== Fragmento

A
base de vulgarizar el uso de un término se acaba –y quizá ese sea el objetivo-
por despojar de la carga que tenía originalmente.
Me
ha surgido la idea cuando hace poco –de hecho, apenas un par de horas antes de
ponerme a escribir- he leído un artículo en el Muy interesante en el que se recogen los diez emperadores romanos
más depravados. El último de ellos es Teodosio I, comúnmente llamado el grande y al que la revista (o el
redactor del artículo) califica (todos los demás emperadores reseñados llevan
un epíteto no precisamente elogioso: el que menos connotaciones negativas tiene
es el de militarista) de genocida. Leyendo la semblanza, uno se
entera de que, como represalia por una revuelta, ordenó atraer, encerrar y
ejecutar a sangre fría a cerca de siete mil personas. Por desalmado que eso
pueda resultar, mi impresión es que entre semejante orden y el genocidio median
varios grados de magnitud, y que en la revista se los han saltado todos.
Sirva
este preámbulo –evidentemente no previsto cuando recogí el titular de la
noticia que comento en esta entrada, hace cosa de un mes; para empezar, ni
siquiera había comprado la revista- para ponernos en situación. Resulta que un
tal Jeremy Dronfield, del cual no había oído hablar hasta ahora, ha publicado un libro titulado El chico que siguió a
su padre hasta Auschwitz.

====
== Registros por procesar

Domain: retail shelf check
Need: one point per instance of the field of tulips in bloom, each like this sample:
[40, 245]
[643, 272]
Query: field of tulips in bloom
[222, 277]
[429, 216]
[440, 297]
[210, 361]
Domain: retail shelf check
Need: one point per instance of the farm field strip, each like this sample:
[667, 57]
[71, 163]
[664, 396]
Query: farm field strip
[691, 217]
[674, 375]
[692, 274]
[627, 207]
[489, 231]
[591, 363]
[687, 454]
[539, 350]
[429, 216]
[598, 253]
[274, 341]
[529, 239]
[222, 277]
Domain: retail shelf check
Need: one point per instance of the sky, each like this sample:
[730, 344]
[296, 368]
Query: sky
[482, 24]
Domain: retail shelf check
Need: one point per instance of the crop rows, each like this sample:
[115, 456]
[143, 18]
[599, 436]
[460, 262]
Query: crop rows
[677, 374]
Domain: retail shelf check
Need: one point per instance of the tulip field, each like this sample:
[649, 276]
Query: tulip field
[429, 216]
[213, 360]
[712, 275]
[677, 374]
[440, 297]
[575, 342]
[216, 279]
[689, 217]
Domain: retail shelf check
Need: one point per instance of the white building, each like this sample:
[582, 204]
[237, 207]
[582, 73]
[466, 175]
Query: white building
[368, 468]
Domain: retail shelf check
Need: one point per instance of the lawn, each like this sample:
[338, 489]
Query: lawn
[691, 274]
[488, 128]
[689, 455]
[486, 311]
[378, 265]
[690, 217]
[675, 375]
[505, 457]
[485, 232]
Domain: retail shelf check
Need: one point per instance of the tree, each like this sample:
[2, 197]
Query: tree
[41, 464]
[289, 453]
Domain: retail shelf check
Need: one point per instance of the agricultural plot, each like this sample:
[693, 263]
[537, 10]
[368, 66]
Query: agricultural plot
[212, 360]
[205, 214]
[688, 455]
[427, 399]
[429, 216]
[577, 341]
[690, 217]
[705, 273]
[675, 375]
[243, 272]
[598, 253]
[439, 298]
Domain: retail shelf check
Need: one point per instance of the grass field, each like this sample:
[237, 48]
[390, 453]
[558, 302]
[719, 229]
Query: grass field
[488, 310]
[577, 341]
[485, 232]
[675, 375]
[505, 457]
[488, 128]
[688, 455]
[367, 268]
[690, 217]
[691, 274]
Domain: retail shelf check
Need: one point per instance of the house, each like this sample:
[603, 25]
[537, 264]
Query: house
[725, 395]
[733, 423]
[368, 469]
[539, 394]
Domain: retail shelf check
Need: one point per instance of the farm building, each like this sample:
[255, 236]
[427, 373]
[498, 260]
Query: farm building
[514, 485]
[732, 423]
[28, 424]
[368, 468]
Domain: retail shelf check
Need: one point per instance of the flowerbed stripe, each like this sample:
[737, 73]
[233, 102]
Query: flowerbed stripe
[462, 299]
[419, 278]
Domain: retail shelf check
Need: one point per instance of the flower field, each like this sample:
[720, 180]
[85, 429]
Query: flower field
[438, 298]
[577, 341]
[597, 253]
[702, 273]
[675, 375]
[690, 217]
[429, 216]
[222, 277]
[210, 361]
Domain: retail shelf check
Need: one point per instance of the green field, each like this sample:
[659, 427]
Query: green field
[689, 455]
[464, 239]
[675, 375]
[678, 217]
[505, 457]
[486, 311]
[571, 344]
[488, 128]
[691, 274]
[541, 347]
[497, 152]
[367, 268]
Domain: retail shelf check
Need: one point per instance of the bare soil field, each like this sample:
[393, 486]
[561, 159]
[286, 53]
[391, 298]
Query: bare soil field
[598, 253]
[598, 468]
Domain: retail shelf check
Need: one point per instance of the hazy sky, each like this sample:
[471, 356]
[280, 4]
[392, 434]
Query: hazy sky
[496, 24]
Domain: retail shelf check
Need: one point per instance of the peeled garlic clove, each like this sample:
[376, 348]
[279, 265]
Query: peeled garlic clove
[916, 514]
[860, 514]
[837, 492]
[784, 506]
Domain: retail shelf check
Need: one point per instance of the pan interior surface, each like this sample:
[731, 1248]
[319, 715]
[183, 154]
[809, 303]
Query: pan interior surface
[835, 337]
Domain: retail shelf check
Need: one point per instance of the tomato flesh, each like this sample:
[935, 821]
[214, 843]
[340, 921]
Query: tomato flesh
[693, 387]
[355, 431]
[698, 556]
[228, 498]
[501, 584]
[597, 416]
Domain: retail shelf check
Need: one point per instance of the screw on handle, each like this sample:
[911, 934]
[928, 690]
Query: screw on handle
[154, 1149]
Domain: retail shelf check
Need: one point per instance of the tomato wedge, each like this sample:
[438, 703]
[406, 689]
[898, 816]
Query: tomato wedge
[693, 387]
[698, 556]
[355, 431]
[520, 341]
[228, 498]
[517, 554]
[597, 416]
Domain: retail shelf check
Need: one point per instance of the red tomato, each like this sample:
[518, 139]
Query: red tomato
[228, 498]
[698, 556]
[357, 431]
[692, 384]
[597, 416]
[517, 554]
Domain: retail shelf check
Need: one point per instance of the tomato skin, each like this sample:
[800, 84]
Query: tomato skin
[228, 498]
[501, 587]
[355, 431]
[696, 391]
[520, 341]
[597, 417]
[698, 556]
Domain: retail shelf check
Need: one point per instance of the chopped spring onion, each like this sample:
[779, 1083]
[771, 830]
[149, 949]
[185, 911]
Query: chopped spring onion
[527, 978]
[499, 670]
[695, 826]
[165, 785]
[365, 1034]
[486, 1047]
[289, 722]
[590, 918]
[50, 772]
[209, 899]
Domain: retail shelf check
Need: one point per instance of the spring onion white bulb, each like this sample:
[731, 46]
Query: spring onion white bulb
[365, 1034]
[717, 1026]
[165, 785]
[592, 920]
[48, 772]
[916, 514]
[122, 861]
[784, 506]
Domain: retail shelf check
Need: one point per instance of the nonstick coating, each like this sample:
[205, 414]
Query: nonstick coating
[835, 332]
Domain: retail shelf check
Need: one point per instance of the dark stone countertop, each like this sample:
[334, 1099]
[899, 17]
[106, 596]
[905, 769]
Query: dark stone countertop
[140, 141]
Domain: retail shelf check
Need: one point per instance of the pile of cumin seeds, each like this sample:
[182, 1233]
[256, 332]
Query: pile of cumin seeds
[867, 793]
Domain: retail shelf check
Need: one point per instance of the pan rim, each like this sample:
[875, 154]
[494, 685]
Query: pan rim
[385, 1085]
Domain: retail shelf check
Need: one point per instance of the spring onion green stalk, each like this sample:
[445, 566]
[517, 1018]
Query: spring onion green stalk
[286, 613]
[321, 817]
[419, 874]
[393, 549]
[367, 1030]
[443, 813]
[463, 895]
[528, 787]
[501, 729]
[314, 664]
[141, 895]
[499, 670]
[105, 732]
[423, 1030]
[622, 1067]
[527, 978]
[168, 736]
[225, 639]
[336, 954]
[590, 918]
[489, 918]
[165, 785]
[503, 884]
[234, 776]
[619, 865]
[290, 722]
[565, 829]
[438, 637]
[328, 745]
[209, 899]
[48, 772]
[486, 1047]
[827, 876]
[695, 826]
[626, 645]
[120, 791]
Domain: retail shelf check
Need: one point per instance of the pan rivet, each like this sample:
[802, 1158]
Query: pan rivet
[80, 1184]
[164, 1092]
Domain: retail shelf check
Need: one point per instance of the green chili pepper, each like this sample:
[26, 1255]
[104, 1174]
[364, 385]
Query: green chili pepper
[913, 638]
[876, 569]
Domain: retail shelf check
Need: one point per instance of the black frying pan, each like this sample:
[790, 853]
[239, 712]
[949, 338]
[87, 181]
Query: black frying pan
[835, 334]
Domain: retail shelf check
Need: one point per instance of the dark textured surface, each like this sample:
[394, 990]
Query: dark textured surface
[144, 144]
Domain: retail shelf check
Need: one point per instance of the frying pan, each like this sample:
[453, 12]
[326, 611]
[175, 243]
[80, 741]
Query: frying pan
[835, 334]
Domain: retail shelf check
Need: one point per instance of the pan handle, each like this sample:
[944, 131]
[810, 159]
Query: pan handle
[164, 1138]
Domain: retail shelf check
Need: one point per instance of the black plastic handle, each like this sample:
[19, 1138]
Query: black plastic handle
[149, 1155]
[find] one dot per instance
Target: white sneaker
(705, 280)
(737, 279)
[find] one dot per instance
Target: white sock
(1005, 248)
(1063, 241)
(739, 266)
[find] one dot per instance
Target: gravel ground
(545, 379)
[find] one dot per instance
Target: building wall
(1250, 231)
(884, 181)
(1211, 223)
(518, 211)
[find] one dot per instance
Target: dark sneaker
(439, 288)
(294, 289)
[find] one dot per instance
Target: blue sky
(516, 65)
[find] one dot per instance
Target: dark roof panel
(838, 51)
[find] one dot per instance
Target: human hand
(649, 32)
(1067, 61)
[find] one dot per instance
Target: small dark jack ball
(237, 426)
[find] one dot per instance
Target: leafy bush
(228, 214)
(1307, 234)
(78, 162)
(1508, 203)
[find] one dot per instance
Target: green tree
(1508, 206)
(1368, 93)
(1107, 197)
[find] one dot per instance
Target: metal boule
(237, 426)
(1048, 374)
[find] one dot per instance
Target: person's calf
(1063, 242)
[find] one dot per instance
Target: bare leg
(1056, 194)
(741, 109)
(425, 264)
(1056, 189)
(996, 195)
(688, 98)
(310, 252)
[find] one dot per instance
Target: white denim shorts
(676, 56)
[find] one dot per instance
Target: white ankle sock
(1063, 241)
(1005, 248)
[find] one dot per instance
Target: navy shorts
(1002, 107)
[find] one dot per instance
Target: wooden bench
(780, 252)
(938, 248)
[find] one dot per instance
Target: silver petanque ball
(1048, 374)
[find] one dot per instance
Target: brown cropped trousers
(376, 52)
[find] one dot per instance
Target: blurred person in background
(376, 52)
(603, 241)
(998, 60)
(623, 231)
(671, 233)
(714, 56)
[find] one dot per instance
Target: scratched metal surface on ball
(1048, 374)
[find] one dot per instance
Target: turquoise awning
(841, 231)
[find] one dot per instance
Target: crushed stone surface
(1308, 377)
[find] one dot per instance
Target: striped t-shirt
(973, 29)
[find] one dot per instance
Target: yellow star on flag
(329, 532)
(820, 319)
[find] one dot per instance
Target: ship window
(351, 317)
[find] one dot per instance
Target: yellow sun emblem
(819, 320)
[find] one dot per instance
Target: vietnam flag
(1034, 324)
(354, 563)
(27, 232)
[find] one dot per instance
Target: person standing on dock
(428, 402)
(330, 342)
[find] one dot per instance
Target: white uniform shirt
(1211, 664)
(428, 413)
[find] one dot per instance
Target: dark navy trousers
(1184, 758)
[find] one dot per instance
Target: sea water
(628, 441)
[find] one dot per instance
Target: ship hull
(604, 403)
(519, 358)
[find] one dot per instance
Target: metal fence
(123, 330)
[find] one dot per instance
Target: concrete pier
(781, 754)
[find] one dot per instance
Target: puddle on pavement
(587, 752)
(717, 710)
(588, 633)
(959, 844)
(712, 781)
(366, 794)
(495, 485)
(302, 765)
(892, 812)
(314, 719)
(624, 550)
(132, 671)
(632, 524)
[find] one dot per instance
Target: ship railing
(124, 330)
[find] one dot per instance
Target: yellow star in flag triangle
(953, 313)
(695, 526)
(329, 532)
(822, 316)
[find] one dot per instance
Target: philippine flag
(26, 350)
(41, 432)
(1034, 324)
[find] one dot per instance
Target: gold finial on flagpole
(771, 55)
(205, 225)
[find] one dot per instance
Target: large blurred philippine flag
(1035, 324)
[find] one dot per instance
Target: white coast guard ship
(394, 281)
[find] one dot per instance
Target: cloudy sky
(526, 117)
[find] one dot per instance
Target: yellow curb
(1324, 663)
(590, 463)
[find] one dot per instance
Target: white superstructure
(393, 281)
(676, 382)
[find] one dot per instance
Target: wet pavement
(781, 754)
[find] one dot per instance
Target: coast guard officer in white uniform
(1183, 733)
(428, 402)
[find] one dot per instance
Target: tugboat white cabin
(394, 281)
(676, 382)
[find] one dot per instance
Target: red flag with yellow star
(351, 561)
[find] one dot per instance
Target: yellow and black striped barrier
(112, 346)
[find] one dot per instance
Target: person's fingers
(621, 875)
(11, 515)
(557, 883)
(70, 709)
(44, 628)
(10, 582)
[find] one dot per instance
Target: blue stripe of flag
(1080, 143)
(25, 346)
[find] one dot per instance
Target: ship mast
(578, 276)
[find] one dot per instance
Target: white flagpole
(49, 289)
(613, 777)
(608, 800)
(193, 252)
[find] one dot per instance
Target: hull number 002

====

• **Consignas**
**1.** De acuerdo con el fragmento, ¿a cuántas personas mandó ejecutar Teodosio I como represalia por una revuelta?
**2.** Selecciona cada línea de los registros en la que figure la palabra "screw".
El fragmento y los registros no guardan relación entre sí.

• **Respuestas escritas**
**1.** A cerca de siete mil personas.

**2.**
Need: one point per instance of the screw on handle, each like this sample:
Query: screw on handle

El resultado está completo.